Start of Block
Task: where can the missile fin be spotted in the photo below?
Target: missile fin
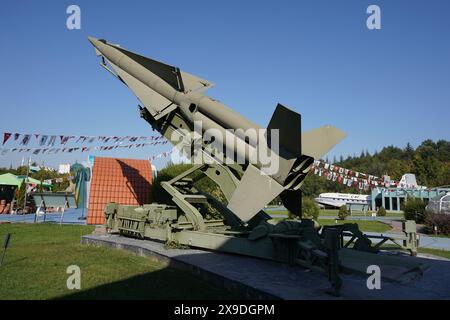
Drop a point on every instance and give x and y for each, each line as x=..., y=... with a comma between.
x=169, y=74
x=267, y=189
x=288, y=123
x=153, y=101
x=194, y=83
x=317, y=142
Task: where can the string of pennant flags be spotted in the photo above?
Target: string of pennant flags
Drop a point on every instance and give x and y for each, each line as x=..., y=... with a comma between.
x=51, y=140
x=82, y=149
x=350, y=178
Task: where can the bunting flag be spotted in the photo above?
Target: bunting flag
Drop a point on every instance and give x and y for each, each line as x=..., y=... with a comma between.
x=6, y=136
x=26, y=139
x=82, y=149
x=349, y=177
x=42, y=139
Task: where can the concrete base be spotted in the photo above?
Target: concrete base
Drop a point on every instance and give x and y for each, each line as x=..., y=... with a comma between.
End of Block
Start of Block
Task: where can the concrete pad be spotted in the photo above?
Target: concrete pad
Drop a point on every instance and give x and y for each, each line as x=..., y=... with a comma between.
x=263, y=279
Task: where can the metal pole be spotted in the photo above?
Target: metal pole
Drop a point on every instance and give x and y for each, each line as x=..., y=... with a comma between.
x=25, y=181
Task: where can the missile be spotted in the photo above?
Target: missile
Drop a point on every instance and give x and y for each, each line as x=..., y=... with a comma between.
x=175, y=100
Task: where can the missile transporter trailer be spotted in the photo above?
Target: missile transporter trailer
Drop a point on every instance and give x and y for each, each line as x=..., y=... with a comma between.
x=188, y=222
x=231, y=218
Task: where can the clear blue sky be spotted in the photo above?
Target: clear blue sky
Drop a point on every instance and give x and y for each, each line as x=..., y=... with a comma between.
End of Block
Start of Block
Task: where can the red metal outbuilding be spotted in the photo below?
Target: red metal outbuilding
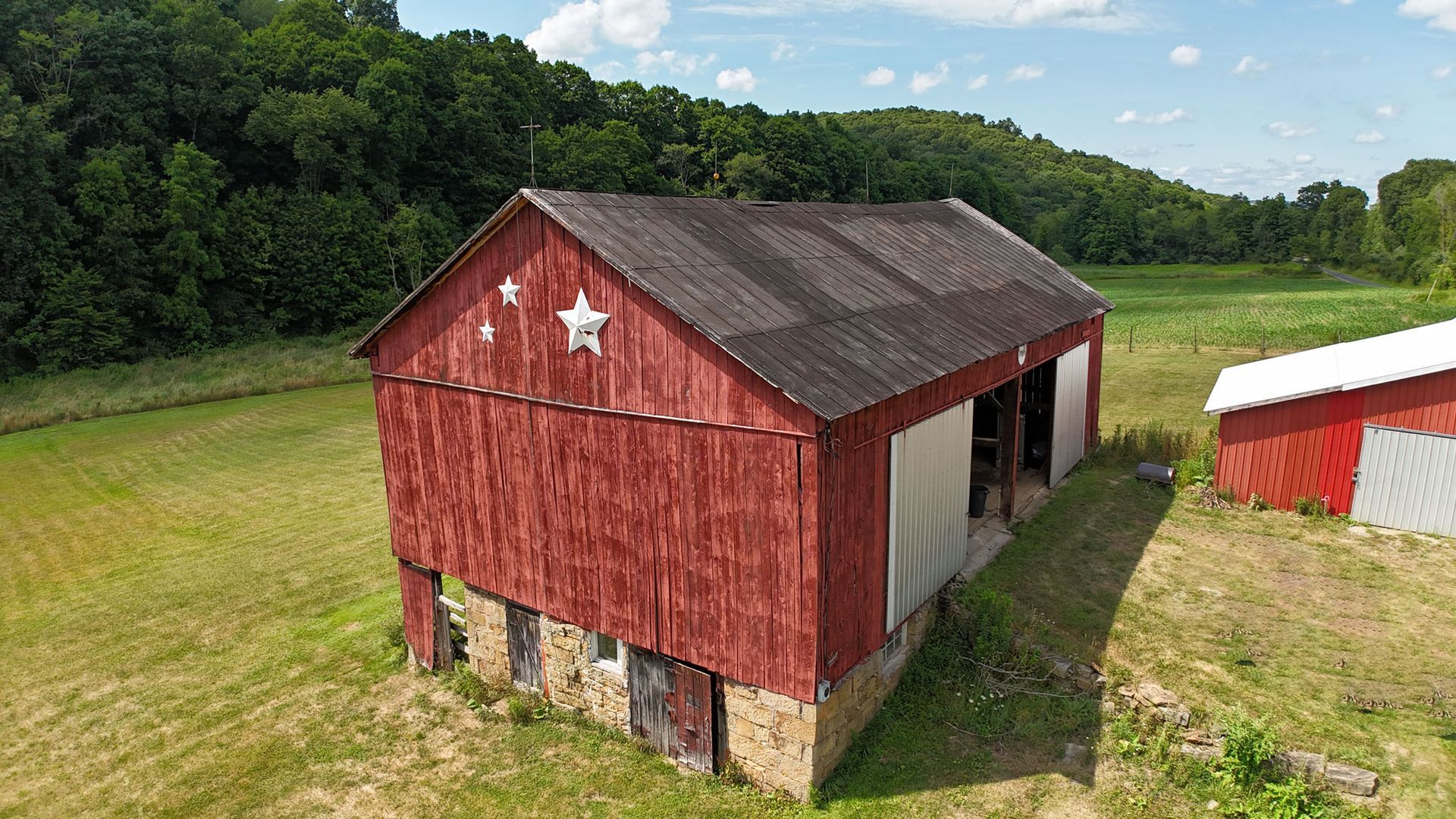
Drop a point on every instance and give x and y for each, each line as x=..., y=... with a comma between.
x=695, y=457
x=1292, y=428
End of Block
What is needed – From the material above, give the number of lines that contain the string "transporter", without any added remark.

Output of the task – 2